Pick out each line in the records below that contains the string "positive", and copy those lines in full.

-- Input material --
□ □ □ □

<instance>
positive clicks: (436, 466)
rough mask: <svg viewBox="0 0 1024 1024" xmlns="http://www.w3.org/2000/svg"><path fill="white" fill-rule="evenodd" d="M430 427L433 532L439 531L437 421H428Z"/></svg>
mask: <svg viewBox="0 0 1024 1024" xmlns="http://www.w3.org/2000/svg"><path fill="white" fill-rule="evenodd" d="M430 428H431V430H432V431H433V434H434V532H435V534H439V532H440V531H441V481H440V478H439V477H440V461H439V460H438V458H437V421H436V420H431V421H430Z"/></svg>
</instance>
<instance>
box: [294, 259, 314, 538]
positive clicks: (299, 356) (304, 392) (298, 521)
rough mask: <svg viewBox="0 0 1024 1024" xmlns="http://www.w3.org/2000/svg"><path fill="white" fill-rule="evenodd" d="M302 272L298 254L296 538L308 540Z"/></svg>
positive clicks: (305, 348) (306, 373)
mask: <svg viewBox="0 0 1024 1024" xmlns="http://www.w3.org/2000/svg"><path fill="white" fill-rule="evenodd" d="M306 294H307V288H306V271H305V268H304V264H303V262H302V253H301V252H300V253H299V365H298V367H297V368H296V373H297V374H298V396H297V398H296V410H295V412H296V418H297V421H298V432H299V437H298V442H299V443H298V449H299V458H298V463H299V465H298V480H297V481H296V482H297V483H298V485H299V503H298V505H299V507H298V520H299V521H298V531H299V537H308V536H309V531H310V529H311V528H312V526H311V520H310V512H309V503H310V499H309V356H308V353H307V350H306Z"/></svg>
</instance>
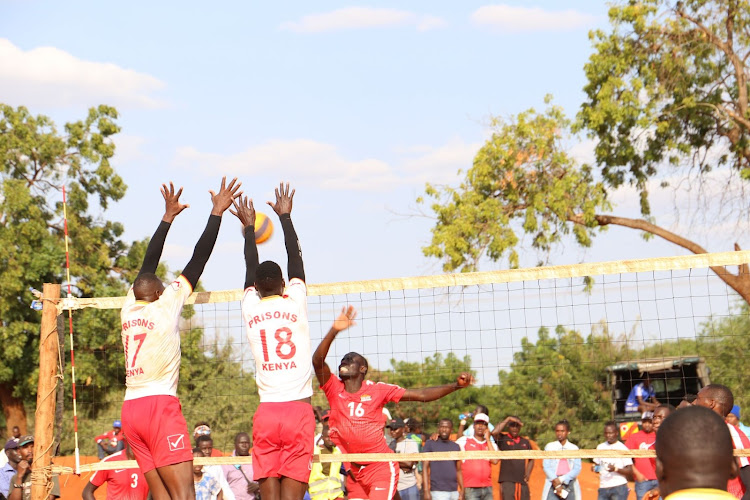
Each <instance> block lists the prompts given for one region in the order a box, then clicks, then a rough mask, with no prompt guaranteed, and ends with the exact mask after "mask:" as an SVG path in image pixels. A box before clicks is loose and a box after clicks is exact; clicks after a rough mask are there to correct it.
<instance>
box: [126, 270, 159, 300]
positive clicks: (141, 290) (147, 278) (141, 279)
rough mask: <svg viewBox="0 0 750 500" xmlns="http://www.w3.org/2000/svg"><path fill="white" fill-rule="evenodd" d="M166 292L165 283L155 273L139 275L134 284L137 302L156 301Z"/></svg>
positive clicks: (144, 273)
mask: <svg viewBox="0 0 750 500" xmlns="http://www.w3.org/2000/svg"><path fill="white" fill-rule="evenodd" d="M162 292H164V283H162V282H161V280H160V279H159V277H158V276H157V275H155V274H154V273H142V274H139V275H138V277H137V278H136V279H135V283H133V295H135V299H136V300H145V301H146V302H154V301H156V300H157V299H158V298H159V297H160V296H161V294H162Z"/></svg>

□ □ □ □

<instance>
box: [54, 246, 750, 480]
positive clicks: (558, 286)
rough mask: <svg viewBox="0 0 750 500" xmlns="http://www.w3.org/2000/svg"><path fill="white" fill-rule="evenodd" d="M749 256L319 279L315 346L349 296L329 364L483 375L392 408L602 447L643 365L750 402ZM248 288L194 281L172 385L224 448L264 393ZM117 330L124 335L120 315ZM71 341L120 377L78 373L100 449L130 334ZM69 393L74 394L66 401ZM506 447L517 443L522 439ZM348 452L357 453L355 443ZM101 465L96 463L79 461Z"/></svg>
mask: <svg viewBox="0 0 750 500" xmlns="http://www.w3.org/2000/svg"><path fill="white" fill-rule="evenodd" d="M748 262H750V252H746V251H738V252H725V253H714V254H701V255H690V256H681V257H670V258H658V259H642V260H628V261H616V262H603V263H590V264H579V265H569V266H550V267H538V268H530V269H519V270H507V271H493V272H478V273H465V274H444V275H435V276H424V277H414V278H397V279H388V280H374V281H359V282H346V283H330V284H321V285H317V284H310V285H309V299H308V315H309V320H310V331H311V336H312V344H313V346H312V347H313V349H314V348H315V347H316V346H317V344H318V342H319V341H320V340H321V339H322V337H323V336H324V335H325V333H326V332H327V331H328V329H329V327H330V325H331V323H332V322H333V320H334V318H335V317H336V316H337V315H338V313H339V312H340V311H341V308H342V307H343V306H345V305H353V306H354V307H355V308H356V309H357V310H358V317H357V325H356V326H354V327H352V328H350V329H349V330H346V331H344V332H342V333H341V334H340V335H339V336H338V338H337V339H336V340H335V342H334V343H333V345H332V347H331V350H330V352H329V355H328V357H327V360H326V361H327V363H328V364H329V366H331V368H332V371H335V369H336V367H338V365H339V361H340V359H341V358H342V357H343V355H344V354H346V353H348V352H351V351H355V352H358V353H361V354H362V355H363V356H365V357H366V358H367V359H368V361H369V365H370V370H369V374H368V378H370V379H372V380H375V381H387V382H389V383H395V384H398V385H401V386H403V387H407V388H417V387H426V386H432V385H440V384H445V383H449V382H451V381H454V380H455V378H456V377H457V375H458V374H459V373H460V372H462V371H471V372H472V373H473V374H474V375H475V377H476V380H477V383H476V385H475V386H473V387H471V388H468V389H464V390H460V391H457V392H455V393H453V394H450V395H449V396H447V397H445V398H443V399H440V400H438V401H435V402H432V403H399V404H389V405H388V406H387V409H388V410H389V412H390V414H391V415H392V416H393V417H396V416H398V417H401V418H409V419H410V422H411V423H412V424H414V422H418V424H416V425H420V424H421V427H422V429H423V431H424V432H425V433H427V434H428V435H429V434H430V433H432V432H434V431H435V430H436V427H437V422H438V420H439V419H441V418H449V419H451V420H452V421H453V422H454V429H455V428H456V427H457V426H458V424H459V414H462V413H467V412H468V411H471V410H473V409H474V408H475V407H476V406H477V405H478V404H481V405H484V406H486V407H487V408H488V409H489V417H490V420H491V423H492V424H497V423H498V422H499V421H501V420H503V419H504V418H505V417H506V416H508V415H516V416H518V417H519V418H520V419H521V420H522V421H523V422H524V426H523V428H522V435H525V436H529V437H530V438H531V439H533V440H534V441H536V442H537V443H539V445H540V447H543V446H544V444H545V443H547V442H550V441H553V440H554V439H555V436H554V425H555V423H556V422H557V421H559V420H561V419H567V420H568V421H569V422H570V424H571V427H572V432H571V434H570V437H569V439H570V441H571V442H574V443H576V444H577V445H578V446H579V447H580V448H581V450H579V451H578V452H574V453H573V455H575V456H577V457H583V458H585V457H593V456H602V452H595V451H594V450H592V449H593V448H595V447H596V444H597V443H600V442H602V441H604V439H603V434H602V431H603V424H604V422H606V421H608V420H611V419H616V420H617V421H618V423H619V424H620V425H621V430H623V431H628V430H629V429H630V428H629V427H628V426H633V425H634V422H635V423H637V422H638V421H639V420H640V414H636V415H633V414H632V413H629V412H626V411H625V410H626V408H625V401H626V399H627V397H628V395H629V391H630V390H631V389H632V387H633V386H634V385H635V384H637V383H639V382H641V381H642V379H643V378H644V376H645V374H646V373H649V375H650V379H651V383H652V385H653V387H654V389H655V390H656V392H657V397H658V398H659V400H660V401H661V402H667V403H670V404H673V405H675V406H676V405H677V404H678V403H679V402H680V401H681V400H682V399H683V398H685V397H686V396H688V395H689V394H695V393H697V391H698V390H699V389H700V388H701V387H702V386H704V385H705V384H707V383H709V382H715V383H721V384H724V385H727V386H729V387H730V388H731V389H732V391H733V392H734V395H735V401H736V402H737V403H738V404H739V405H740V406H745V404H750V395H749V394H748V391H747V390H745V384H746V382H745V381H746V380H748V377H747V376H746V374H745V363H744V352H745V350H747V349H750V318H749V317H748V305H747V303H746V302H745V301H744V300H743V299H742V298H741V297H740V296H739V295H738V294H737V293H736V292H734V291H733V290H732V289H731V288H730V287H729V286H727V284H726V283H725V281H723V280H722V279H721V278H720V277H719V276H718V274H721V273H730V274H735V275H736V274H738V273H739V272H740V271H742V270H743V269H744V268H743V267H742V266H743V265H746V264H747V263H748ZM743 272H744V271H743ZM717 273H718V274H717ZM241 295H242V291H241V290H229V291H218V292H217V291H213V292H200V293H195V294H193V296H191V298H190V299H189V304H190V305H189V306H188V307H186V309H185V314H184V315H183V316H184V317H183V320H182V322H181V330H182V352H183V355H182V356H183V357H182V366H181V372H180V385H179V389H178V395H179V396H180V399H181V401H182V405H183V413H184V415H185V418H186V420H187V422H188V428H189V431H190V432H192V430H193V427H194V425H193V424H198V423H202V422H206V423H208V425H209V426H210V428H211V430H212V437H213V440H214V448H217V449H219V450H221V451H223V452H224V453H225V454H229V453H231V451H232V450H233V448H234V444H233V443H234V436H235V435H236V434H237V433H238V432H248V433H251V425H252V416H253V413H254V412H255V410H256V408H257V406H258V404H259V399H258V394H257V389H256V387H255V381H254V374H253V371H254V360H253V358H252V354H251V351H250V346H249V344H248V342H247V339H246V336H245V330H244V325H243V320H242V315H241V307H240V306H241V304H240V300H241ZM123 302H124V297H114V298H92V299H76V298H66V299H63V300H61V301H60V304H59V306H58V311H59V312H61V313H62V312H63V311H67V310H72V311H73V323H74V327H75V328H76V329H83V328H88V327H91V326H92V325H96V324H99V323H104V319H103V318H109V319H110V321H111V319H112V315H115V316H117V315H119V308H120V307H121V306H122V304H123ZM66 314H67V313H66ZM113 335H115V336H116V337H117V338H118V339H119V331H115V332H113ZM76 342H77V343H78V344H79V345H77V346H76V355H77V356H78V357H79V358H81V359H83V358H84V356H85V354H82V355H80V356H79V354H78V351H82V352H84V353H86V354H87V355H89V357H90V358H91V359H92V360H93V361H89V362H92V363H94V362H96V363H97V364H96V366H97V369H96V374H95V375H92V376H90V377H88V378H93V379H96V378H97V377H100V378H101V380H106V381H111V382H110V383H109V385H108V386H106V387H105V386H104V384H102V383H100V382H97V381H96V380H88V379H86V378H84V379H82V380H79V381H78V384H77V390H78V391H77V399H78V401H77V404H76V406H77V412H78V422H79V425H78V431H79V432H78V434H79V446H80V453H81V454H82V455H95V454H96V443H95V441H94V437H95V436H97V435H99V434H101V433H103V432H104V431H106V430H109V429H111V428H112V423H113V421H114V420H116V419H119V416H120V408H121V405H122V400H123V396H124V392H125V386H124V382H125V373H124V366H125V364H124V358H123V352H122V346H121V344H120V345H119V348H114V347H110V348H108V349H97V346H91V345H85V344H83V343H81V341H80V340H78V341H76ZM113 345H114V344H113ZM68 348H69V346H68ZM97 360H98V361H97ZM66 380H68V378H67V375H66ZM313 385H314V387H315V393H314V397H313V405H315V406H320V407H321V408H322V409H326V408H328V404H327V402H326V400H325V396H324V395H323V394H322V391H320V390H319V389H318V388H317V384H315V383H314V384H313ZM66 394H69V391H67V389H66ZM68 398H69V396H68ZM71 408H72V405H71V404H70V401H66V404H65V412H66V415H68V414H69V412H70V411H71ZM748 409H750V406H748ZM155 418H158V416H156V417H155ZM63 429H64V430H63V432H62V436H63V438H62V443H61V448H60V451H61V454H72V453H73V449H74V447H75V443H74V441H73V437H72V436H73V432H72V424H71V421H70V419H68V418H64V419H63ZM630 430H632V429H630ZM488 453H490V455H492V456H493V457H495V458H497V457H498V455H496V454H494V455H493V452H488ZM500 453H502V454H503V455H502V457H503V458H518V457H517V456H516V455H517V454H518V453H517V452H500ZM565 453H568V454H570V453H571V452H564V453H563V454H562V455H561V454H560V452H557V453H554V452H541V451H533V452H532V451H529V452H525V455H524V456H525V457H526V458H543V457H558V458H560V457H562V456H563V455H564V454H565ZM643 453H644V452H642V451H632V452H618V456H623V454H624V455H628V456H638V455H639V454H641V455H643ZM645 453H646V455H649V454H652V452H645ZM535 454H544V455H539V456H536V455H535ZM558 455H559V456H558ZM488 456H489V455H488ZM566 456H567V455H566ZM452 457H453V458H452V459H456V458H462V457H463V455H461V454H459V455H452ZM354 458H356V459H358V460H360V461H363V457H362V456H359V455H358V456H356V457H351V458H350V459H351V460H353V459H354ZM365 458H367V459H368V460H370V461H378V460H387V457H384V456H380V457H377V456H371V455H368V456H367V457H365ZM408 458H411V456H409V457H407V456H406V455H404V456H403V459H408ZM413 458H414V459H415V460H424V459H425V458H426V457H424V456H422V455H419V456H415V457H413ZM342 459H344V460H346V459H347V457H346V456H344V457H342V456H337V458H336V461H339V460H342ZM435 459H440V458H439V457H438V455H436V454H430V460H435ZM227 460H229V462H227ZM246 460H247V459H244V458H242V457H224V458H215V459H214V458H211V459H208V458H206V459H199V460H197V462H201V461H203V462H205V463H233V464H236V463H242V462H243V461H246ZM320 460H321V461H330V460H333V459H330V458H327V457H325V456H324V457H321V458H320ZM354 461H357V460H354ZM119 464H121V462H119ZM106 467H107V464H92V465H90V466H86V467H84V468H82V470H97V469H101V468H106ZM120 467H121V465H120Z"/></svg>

□ □ □ □

-- Result of this exercise --
positive clicks: (436, 466)
positive clicks: (299, 356) (304, 392) (298, 521)
positive clicks: (305, 348) (306, 373)
positive clicks: (141, 290) (147, 278) (141, 279)
positive clicks: (144, 273)
positive clicks: (558, 286)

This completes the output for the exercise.